Text to read ::
::::::::
For most of its history, the oil and gas business was largely powered by people. In fact, before the advent of mainframes and massive data centers in the 60s, “computer” was a job title. Fast forwarding to today, the physical, human-powered oil field has given way to the digital oil field, where data are the lifeblood of the energy enterprise. In the digital oil field, the success of an exploration and production (E&P) company hinges on its ability to consume a daily torrent of data, underscoring the need for the right software and digital skill sets. Yet the industry is stuck in a digital rut as a long-ingrained way of thinking and poorly aligned skill set impede effective management of the digital oil field. To move forward with confidence into these unprecedented times requires an emphasis on new skill sets, where rapidly building software solutions to empower energy professionals is as central to the energy enterprise as its engineering, geoscience, land, and other business functions.

Accruing Disposable Knowledge

Pop Quiz:

When was the last time you solved for A2 + B2 = C2?

Unless you are a civil engineer, surveyor, or navigator, probably not since college. Even in those jobs, the Pythagorean Theorem is built into instrumentation and software. Those who need it to do their work don't actually do the calculations. For most of us, it is disposable knowledge, and our education system needs to stop pumping it into our brains. So, rather than learning about the hypotenuse, high schools should tell stories about Warren Buffett and impart essential investment knowledge.
::::::::
Dataset records
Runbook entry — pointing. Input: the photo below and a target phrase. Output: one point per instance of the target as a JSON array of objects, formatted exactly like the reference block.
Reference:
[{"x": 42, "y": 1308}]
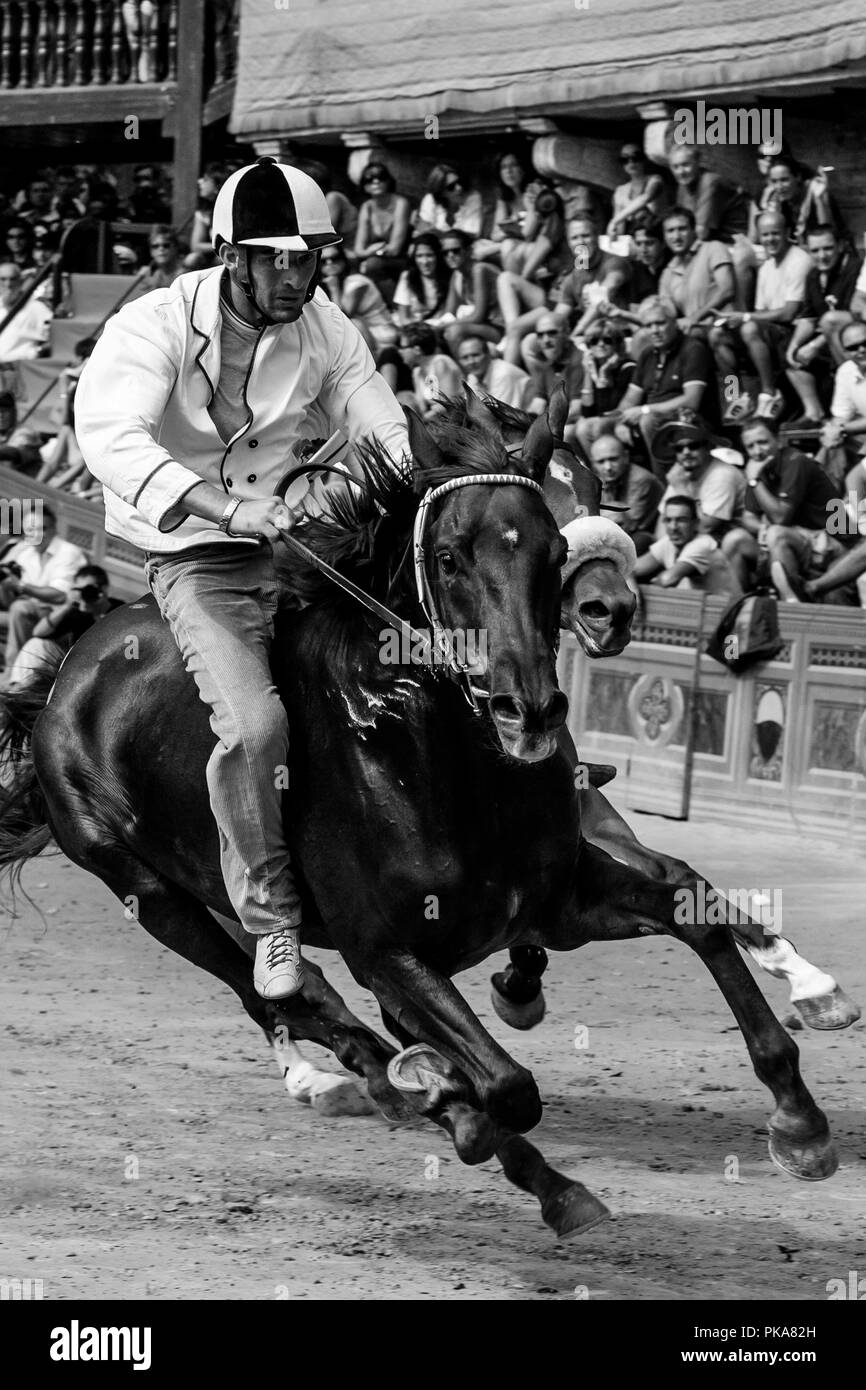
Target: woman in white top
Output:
[{"x": 423, "y": 288}]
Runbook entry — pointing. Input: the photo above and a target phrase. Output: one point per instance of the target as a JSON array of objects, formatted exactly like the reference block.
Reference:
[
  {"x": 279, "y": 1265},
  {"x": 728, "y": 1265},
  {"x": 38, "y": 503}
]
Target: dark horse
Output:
[{"x": 426, "y": 836}]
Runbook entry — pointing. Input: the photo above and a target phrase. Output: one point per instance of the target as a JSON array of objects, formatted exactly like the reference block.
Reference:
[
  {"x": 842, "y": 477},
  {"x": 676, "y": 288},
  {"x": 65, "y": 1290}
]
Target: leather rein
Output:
[{"x": 439, "y": 649}]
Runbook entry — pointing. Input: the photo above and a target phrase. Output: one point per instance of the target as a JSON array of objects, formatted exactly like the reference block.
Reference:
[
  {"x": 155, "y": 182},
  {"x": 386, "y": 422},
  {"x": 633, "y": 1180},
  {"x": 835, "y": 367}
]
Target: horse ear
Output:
[
  {"x": 478, "y": 413},
  {"x": 424, "y": 448},
  {"x": 558, "y": 410},
  {"x": 537, "y": 449}
]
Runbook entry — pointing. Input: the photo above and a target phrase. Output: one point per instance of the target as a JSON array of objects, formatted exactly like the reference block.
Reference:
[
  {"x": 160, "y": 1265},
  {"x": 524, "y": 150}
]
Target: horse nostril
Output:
[
  {"x": 595, "y": 610},
  {"x": 506, "y": 708}
]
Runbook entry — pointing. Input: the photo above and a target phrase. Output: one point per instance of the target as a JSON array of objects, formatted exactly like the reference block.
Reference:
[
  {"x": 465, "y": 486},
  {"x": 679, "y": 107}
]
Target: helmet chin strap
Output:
[{"x": 245, "y": 284}]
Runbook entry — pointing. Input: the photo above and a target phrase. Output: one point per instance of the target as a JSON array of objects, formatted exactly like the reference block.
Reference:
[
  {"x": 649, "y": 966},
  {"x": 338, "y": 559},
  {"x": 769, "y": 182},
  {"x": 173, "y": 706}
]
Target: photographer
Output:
::::::::
Exercise aim ::
Please answer from the oil field text above: before mainframes and massive data centers arrived in the 60s, what was "computer"?

Response ::
A job title.